**Given records**
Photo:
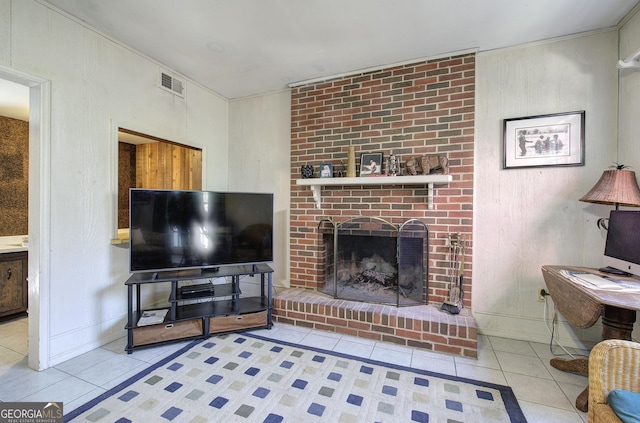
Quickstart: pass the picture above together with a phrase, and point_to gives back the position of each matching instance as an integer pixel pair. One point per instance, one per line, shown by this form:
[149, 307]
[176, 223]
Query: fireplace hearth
[369, 259]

**What the task asks**
Can you rewrite the entries above with "instance" replaced by "occurrence" everywhere and nothing else changed? Leave the pictures out of your version.

**Written answer**
Photo:
Quickstart: pass the picture above together with a phrase, and point_to gives back the position of each matching occurrence as an integer pixel pair. One point per occurrence, one per line, shown by this form:
[149, 307]
[176, 223]
Query: fireplace hearth
[369, 259]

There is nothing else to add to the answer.